--- Document extract ---
⁂

It was Easter weekend in 2012, I was 46 years old with a full-time job, a hard-working husband, and 3 kids—2 in college and 1 in third grade. I discovered the lump one morning just after waking up. I knew it was the first time I’d ever noticed it. A few restless days and nights later, my worst fears were confirmed.
I was diagnosed with triple-negative breast cancer (or TNBC). At the time, I was working at the cancer center at my local hospital. Believe me, the irony was not lost on me. I’d spent years comforting patients after they received life-altering diagnoses. Now, my life had been altered.
Carrying on after Surgery
The first step was surgery. It was a claimed success—the cancer hadn’t spread to the lymph nodes and was thought to have been completely removed. The first oncologist recommended standard treatment as a precaution, which meant rounds of chemotherapy, followed by radiation. While receiving treatments, I tried to carry on as normal as possible. I continued working full-time, even when it felt impossible to get out of bed in the morning. I never missed a day of work apart from receiving a treatment.
Nearly a year after first discovering the lump, I completed my treatments and received a clean bill of health. I immediately started researching “maintenance” drugs and clinical trials that could act as a supplement to keep me cancer-free, but there was hardly anything available for triple-negative breast cancer.
I searched for hope, but found nothing except for one-off success stories, with no proved track record. One year passed with clear CT scans, then another and another. I felt great, and life was good. Then there was pain.

⁂

--- Source material ---
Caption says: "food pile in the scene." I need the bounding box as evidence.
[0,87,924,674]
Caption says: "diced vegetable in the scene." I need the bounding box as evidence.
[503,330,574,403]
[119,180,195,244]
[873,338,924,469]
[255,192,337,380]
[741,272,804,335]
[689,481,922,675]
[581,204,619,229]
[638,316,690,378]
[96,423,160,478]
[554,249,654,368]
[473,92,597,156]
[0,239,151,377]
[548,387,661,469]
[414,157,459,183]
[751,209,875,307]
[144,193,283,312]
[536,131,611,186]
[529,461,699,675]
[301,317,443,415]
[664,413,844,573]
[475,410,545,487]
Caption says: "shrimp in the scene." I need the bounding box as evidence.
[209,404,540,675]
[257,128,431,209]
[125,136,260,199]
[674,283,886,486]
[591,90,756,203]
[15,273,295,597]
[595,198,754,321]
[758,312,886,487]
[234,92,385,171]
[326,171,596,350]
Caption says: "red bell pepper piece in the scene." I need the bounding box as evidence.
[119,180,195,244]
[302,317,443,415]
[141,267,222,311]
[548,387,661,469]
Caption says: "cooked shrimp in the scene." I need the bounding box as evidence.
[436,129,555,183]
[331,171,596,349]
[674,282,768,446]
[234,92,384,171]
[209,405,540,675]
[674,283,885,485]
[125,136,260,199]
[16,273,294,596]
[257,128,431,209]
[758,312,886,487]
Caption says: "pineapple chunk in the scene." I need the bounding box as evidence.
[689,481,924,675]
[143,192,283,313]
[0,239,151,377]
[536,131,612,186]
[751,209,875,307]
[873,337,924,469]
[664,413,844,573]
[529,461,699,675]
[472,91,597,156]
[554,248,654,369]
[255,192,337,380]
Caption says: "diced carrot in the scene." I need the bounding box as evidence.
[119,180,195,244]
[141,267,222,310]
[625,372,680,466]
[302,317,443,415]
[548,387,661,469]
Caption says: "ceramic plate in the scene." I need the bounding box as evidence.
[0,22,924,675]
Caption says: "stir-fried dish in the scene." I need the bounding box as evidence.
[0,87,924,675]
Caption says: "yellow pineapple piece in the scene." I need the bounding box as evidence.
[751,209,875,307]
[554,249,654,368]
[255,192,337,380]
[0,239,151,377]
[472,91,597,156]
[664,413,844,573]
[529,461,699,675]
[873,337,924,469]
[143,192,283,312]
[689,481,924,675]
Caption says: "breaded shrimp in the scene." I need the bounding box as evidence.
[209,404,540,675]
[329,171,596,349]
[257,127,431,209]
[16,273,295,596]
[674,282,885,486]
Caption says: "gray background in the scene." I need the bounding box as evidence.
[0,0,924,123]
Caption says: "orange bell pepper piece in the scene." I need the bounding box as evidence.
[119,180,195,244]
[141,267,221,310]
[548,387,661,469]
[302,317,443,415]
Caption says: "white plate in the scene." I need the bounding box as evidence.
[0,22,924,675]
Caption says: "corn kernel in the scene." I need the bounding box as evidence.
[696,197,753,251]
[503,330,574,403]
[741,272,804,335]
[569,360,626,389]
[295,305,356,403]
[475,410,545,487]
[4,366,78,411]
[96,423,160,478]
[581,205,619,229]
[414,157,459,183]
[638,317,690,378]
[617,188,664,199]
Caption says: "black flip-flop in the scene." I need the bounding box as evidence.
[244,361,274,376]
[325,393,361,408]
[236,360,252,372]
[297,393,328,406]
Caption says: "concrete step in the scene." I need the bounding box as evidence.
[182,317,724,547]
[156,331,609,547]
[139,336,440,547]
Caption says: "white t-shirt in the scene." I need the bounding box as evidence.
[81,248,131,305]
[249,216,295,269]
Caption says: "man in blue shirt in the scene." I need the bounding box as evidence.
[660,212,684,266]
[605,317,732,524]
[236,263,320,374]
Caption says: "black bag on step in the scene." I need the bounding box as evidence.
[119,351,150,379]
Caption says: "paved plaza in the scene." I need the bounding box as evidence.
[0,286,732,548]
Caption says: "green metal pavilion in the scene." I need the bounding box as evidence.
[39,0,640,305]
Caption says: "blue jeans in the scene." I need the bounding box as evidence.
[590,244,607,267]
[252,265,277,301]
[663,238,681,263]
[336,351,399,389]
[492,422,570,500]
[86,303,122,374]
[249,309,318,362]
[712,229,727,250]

⁂

--- What you need to do ---
Please revise the breast cancer account from "Nearly a year" up to and including "there was pain.", replacing "clinical trials" with "research studies". You can set the entries aside; they aren't needed here.

--- Answer area ---
Nearly a year after first discovering the lump, I completed my treatments and received a clean bill of health. I immediately started researching “maintenance” drugs and research studies that could act as a supplement to keep me cancer-free, but there was hardly anything available for triple-negative breast cancer.
I searched for hope, but found nothing except for one-off success stories, with no proved track record. One year passed with clear CT scans, then another and another. I felt great, and life was good. Then there was pain.